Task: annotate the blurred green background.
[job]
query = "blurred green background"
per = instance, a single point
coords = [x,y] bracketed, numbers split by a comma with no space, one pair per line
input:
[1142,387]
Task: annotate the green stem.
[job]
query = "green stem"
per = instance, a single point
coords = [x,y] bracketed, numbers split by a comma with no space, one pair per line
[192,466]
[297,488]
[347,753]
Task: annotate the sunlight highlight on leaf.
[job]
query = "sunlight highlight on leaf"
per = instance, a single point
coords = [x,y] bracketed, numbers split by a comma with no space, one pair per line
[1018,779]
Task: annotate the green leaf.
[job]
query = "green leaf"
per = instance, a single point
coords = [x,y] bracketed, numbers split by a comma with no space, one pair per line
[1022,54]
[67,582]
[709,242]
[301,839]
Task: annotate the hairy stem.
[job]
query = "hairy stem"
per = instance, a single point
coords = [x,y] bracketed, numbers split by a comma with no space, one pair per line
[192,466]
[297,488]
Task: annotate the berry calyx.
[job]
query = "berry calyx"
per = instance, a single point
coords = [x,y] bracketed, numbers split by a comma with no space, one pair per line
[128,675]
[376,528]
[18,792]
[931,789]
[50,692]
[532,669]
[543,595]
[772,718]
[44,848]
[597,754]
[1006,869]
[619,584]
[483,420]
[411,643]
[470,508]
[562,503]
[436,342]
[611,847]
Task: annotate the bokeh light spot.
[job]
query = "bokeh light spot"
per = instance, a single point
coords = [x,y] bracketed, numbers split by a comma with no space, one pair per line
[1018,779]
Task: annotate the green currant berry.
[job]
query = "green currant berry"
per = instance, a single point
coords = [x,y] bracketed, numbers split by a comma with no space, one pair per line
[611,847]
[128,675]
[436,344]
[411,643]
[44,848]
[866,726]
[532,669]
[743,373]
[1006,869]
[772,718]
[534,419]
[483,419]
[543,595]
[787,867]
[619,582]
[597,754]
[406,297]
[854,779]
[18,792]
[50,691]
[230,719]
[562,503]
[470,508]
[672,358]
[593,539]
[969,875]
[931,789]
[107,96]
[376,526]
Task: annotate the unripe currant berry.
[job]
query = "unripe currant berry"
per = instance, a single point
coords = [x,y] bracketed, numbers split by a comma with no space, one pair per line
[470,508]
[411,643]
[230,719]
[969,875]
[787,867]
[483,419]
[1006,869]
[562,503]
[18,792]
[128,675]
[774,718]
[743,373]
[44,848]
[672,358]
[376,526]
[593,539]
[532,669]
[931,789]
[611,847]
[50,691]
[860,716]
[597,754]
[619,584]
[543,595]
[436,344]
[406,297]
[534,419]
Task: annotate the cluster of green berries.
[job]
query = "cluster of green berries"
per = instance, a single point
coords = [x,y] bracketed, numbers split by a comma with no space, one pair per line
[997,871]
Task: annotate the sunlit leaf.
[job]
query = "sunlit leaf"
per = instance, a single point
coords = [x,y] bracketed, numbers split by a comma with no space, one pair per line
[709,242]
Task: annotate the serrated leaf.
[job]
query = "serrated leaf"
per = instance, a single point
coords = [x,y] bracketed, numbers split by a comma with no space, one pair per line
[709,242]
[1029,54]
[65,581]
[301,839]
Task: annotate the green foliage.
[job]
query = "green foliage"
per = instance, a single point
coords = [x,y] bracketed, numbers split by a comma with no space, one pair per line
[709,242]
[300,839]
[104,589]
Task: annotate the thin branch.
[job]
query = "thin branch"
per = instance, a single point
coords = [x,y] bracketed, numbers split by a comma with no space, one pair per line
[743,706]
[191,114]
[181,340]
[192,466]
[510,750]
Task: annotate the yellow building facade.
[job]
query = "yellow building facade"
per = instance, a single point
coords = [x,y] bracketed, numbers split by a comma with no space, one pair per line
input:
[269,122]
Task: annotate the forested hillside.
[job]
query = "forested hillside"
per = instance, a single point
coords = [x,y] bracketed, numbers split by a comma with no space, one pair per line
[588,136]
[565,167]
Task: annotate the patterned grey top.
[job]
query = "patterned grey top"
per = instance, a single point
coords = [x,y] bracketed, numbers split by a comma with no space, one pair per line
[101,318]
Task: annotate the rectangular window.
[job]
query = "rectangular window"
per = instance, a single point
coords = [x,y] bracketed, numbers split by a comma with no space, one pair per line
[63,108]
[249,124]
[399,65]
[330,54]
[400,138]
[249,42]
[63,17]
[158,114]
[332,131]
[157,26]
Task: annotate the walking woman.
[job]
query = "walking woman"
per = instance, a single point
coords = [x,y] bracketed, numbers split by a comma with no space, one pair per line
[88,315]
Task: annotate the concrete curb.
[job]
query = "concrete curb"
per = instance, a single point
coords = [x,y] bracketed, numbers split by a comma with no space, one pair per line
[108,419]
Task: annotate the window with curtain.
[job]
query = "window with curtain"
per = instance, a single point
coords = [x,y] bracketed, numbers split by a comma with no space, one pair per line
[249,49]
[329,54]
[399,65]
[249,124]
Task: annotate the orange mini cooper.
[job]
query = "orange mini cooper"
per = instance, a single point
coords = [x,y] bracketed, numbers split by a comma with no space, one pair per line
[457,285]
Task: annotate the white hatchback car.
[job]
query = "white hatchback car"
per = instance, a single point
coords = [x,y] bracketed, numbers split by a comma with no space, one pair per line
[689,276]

Directions>
Your answer must be every record above, set down exactly as written.

Completed task>
Task: annotate the blurred green background.
[job]
query = "blurred green background"
per = instance, a single point
coords = [x,y] bracketed, numbers split by a comma with no space, one pair per line
input:
[1142,387]
Task: annotate the green stem.
[job]
query = "green stem"
per = instance, a single point
coords = [x,y] bracketed, numbers split by a comma with no space, one pair per line
[192,466]
[297,488]
[347,753]
Task: annotate the sunlight highlight on leaf.
[job]
query = "sunlight highlight on leaf"
per = instance, a single point
coords = [x,y] bracketed, numbers split by a comma with no space, one pair per line
[1018,779]
Task: annotate the green leaf.
[job]
query = "green leaf"
per = instance, a single point
coords = [x,y] bracketed, numbers split by a comma with no space, one pair per line
[1022,54]
[67,582]
[709,242]
[301,839]
Task: annotate the hairy stem.
[job]
query = "hairy stem"
per = instance, a single point
coords = [x,y] bracketed, numbers split by a comma with no space, one pair per line
[192,466]
[297,488]
Task: annotate the berry calyx.
[job]
query = "berry calyx"
per = instance, a single point
coords = [x,y] bracketed, numbers split by a comma with no space, one pair per line
[128,675]
[376,528]
[18,792]
[931,789]
[50,692]
[532,669]
[543,595]
[772,718]
[44,848]
[597,754]
[1006,869]
[619,584]
[483,420]
[411,643]
[470,508]
[562,503]
[436,342]
[611,847]
Task: annotate the bokeh light spot.
[job]
query = "bokeh light spot"
per = instance, a single point
coords = [x,y] bracketed, numbers split by a comma with no space, one pair per line
[1018,779]
Task: annotate the green currant berry.
[job]
query = "green currant berry"
per = instance, a single point
coords = [x,y] bracketed, numbers split by a comma with no space, one pair per line
[611,847]
[128,675]
[436,344]
[411,643]
[44,848]
[866,726]
[532,669]
[743,373]
[1006,869]
[772,718]
[534,419]
[483,419]
[543,595]
[787,867]
[619,582]
[597,754]
[406,297]
[854,779]
[18,792]
[50,691]
[230,719]
[562,503]
[470,508]
[672,358]
[593,539]
[969,875]
[931,789]
[107,96]
[376,526]
Task: annotate the unripe currant berry.
[job]
query = "unripe currant berry"
per = instance, a single point
coords = [x,y] bracketed, numbers split by a comma with no space, one pair per line
[470,508]
[411,643]
[230,719]
[969,875]
[787,867]
[483,419]
[1006,869]
[562,503]
[18,792]
[128,675]
[774,718]
[743,373]
[44,848]
[672,358]
[376,526]
[593,539]
[532,669]
[931,789]
[611,847]
[50,691]
[860,716]
[597,754]
[619,584]
[543,595]
[436,344]
[406,297]
[534,419]
Task: annotate the cluster of green berries.
[job]
query = "cluster of green berries"
per = instance, a single point
coords = [x,y] bracketed, numbers split by a comma with no space, one pair per line
[997,871]
Task: annotate the sunlit leaf.
[job]
query = "sunlit leaf"
per = instance, a single point
coords = [x,y] bracketed, numbers split by a comma with no space, one pair per line
[709,242]
Task: annotate the serrated leaf.
[job]
query = "serrated leaf"
per = instance, a single point
coords = [x,y] bracketed, numbers split by a comma with no space, one pair per line
[709,242]
[1029,54]
[65,581]
[301,839]
Task: annotate the green foliage.
[job]
query = "green foliage"
per = instance, a single point
coords = [x,y] bracketed, numbers split by a comma with no space, one pair per line
[709,242]
[300,839]
[104,589]
Task: annotate the thin branch.
[job]
query = "thin branch"
per = instance, a single point
coords = [x,y] bracketed, numbers split by a comma with no space, one pair per line
[743,706]
[191,114]
[181,340]
[192,466]
[510,750]
Task: annotate the yellow building facade.
[job]
query = "yellow building facade"
per = instance, a single point
coords = [x,y] bracketed, numbers split by a comma with no space, one pair per line
input:
[269,122]
Task: annotate the forested hillside.
[job]
query = "forested hillside"
per = instance, a single point
coords = [x,y] bracketed, numbers split by a comma with no space, one pair per line
[588,136]
[565,167]
Task: annotate the patterned grey top.
[job]
query = "patterned grey top"
per = instance, a single point
coords = [x,y] bracketed, numbers split by a comma with no space, one pair per line
[101,318]
Task: annotate the rectangular window.
[job]
query = "rectangular window"
per = instance, a single point
coords = [x,y] bracketed, numbers split by a comma with no space, one pair per line
[63,108]
[249,124]
[399,65]
[330,54]
[400,138]
[249,42]
[63,17]
[158,114]
[332,131]
[157,26]
Task: annotate the walking woman.
[job]
query = "walking woman"
per = instance, a single point
coords = [x,y] bracketed, numbers split by a comma with no space, one pair per line
[88,315]
Task: annotate the concrete curb.
[job]
query = "concrete curb"
per = instance, a single point
coords = [x,y] bracketed, numbers split by a comma with no space, one pair per line
[108,419]
Task: annotate the window with curtain.
[job]
query = "window with curtain"
per = instance, a single point
coords = [x,y] bracketed, numbers split by a comma with no space, one pair per line
[249,49]
[329,54]
[399,65]
[249,124]
Task: annotate the orange mini cooper.
[job]
query = "orange mini cooper"
per = instance, a single point
coords = [x,y] bracketed, numbers split by a comma with no space, one pair per line
[457,285]
Task: annotate the white hatchback car.
[job]
query = "white hatchback car"
per = instance, a single point
coords = [x,y] bracketed, numbers split by a comma with no space, one pair per line
[689,276]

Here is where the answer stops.